_Stated exercise 1_
According to the re-ECN BoF announcement, who will chair the session?
_Stated exercise 2_
In the re-ECN BoF announcement, rewrite everything from "Bob Briscoe rbriscoe" down to "(90mins) in Karlin I.", substituting "Karlin III" for "Karlin I".
_Stated exercise 3_
Carry on writing the re-ECN BoF announcement from its final line.

[Iccrg] Fwd: Unofficial BoF on "re-ECN architectural intent"

Bob Briscoe rbriscoe at jungle.bt.co.uk
Wed Mar 21 13:56:16 GMT 2007


Folks,

Unofficial BoF (starting in 12mins).

Wed 21 March 1510-1640 (90mins) in Karlin I.

I've arranged with Marcia for cookies & drinks to be left outside the room 
part-way through, so I've scheduled a 10min break to go hunting and gathering.

Slides are here
<http://www.cs.ucl.ac.uk/staff/B.Briscoe/projects/refb/#Presentations>
Loads of spare slides for whatever questions you fire at me.

Agenda is below (unchanged from previous announcement). Aaron Falk will 
kindly be chairing this.

Cheers


Bob


>Date: Tue, 20 Mar 2007 14:19:04 +0000
>To: DCCP mailing list <dccp at ietf.org>
>From: Bob Briscoe <rbriscoe at jungle.bt.co.uk>
>Subject: Unofficial BoF on "re-ECN architectural intent"
>
>DCCPers,
>
>"The architectural intent of the re-ECN protocol"
>In Prague we'll be doing an unofficial 'Bar' BoF on this (see 
><http://www.ietf.org/tao.html> for what that is)
>
>Wed 21 March 1510-1640 in Karlin I.
>
>A number of people have asked for this, as they've found the short slots 
>in IETF w-gs aren't really suitable to discuss and challenge the intent of 
>what is effectively a proposal for major architectural change, albeit in 
>one bit.
>
>It's v relevant to DCCP, as it provides the environment for evolution of 
>"responsible" new congestion controls, but it gives much more freedom than 
>TCP-friendliness (I've explained why that's a broken concept anyway in ).

_Extracted records_
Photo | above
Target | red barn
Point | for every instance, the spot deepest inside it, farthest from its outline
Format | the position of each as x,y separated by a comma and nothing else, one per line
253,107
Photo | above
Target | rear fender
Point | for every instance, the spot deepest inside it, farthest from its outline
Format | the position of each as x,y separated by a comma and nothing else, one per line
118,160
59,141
...
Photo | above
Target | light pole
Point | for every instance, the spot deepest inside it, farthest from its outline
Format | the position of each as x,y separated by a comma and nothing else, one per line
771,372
* * *
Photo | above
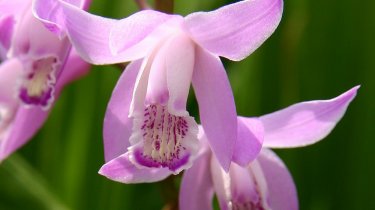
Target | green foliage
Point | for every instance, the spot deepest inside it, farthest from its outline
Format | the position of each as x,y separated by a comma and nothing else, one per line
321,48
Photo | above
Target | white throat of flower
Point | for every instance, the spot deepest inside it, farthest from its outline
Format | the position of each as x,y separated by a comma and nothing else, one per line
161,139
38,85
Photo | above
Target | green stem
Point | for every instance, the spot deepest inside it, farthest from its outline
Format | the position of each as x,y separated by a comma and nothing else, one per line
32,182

_Written response 1_
Aaron Falk

_Written response 2_
Bob Briscoe rbriscoe at jungle.bt.co.uk
Wed Mar 21 13:56:16 GMT 2007


Folks,

Unofficial BoF (starting in 12mins).

Wed 21 March 1510-1640 (90mins) in Karlin III.

_Written response 3_
>
>Proposed Bar BoF agenda:
>Start 15:10
>1. [ 5mins] Administrivia
>2. [30mins] Architectural intent of re-ECN
>             (including a simple abstraction of how it works)
>3. [20mins] Questions & Answers
>4. [10mins] Is there community interest in working in this problem space?
>             IETF or IRTF?
>             How best to go about architectural change.
>             Next Steps.
>5. [10mins] I'll try to get cookies & drinks in the room.
>6. [15mins (squeezable/stretchable)] More questions & discussion.
>End 16:40
>
>Brief background and further links below...
>
>============================================================================
>The re-ECN protocol aims to make IP senders (including forwarders) 
>accountable for the pain they inflict on others (congestion). The re-ECN 
>protocol claims to allow different forms of congestion control to be 
>policed in different ways, or not policed at all, depending on policy.
>
>Embodied in re-ECN's design are implicit answers or deliberate non-answers 
>to many subtle architectural and policy issues:
>- who should decide on fairness?
>- how do we expect networks as a whole to police traffic from other networks?
>- what fairness policies might ISPs or groups of users want between them?
>- not just provider networks, but self-provided (incl. ad hoc) networks?
>- re-ECN claims to allow evolvability of congestion control. Assumptions?
>- it claims to mitigate DDoS and provide the right incentives to fix it. How?
>- it claims to do QoS more simply? Sure?
>- how does re-ECN relate to routing?
>- what about cheating?
>- should we control the sender or the receiver or both?
>- doesn't this just move the policing problem up a layer?
>- what about layered networks (IP over MPLS, ethernet, IP in IP etc)?
>- what likely outcome will we see for the Internet with this?
>- what if we do nothing?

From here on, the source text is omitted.